| Records supplied |
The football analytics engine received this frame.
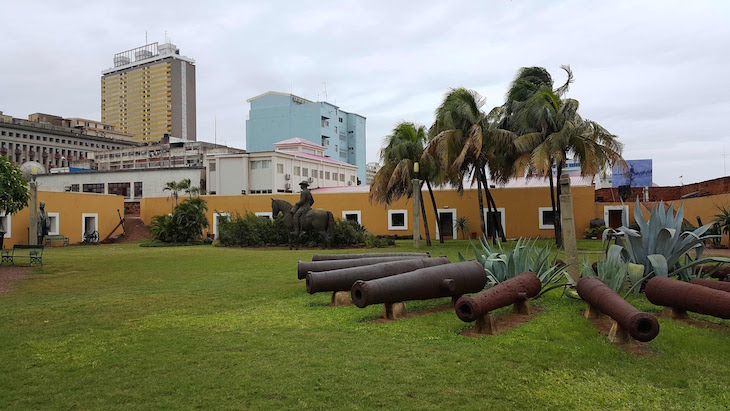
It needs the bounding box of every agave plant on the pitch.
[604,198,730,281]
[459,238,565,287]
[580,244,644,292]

...

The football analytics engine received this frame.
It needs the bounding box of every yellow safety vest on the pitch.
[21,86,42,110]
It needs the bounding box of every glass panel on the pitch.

| Job |
Show each line of the records that contains the string "needs", counting only matches with the same capitalization.

| Response to this exercise |
It needs the bounding box of every agave plant on the pitch.
It needs the bounding box of every yellow safety vest on the pitch.
It needs the bounding box of every glass panel on the pitch.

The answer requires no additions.